- Opening Delimiter -

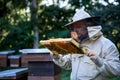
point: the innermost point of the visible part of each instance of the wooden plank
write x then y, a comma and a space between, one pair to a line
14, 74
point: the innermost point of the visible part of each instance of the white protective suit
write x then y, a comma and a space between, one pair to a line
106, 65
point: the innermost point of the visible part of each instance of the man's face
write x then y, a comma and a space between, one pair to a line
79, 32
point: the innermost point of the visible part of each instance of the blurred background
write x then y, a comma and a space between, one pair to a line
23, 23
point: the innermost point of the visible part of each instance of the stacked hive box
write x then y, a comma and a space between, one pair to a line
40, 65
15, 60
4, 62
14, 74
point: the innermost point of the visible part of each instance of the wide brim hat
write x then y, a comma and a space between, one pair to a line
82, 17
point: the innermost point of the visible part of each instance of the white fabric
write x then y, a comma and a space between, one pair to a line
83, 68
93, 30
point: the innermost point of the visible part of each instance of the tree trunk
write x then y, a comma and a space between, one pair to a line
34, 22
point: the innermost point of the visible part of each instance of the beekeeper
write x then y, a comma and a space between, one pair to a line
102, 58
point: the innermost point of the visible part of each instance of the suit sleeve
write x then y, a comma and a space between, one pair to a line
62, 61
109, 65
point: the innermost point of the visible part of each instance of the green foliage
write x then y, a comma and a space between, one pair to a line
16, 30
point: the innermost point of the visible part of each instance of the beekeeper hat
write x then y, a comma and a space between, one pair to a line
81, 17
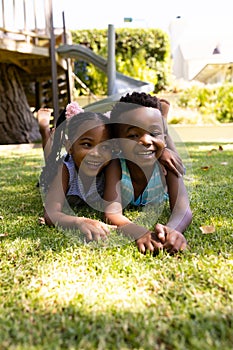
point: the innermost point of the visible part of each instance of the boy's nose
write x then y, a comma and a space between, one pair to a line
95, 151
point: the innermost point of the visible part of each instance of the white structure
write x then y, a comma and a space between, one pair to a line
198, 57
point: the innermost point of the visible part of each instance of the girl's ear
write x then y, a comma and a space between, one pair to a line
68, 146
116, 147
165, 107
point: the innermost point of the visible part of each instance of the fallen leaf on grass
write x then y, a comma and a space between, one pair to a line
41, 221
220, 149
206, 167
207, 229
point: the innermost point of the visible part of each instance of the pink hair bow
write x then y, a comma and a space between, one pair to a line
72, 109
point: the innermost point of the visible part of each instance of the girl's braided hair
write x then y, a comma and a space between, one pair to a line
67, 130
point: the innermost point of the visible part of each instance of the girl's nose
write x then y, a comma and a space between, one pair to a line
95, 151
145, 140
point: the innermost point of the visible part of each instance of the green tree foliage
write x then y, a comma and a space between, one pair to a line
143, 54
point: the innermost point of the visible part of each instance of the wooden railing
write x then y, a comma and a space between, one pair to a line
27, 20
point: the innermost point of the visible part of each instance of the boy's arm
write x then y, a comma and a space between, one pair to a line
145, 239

- Closing Delimiter -

EXERCISE BRIEF =
Exactly as they appear above, print all the lines, but not the pictures.

ANSWER BELOW =
point: the innermost point of the visible part of each instance of the wooden plank
write x then y, a comma and a space between, one pair to a line
14, 74
point: the innermost point of the visible part of each instance of the white protective suit
write x then y, a comma and a space between, one pair to a line
106, 65
point: the innermost point of the visible part of each instance of the man's face
write x then y, a comma and a space between, one pair to a line
79, 32
point: the innermost point of the visible part of each instance of the blurred background
write x then y, a comma and a space between, one pair to a line
23, 23
point: the innermost point of the visible part of each instance of the stacked hive box
write x then y, a comma and a space between, one pair to a line
40, 65
15, 60
4, 62
14, 74
point: the innermost point of the visible part of each instance of the wide brim hat
write x then y, a comma and a space between, one pair to a line
82, 17
point: the innermost point of the visible part of each instance of the white fabric
write x then y, a comma and a space between, one pair to a line
83, 68
93, 30
point: the innermost point of the visible part of each instance of the tree trunk
write x then y, a comma and a space between, one pair to a line
34, 22
point: the innermost point of the visible part of each instance of the beekeeper
write x then y, a comma and a space between, one pair to a line
102, 58
point: the innermost point of the visible part of each instance of the suit sleeve
write x then y, a comma and a space between, one pair to a line
62, 61
109, 65
point: the innermost point of the visible part of each instance of the green foliage
write x then y, a comma and a space between, one pair to a line
16, 30
point: the innermost point of the visible part of each instance of the beekeeper hat
write x then y, a comma and a space between, one pair to a line
81, 17
point: the innermost point of the visible part of each instance of the boy's nose
write x then y, a comma and a space between, one pair to a line
95, 151
point: the innermost point of the visible part of each instance of the white structure
write x then y, a comma and a space between, one pair to a line
198, 57
point: the innermost point of the visible part of each instance of the girl's ear
write x then y, a comma and a space between, one pair to a line
68, 146
116, 147
165, 107
point: the innermost point of the visible part of each instance of the fallen leaf on grass
write x then y, a comma and a space between, one pair to a line
41, 221
220, 149
206, 167
207, 229
point: the innermost point of the visible part of each instance of the pink hair bow
write x then y, a comma and a space between, one pair to a line
72, 109
point: the innermost point of the visible part of each instance of the girl's braided hair
write x then y, a comma and a space between, one pair to a line
67, 130
point: the innermost point of the visible part of each instance of the girl's nose
write x then y, a comma and a space between, one pair to a line
95, 151
145, 140
point: the innermost point of the visible part of each instance of the green tree foliage
write x then y, a comma and a space between, one pair to a line
143, 54
point: the innermost point of the visible part of each instance of the wooden railing
write x then y, a comma and a space between, one pair to a line
27, 20
point: the innermost point of the visible part of each instance of the boy's arm
write x then y, a comma and a space between, one pair to a line
145, 239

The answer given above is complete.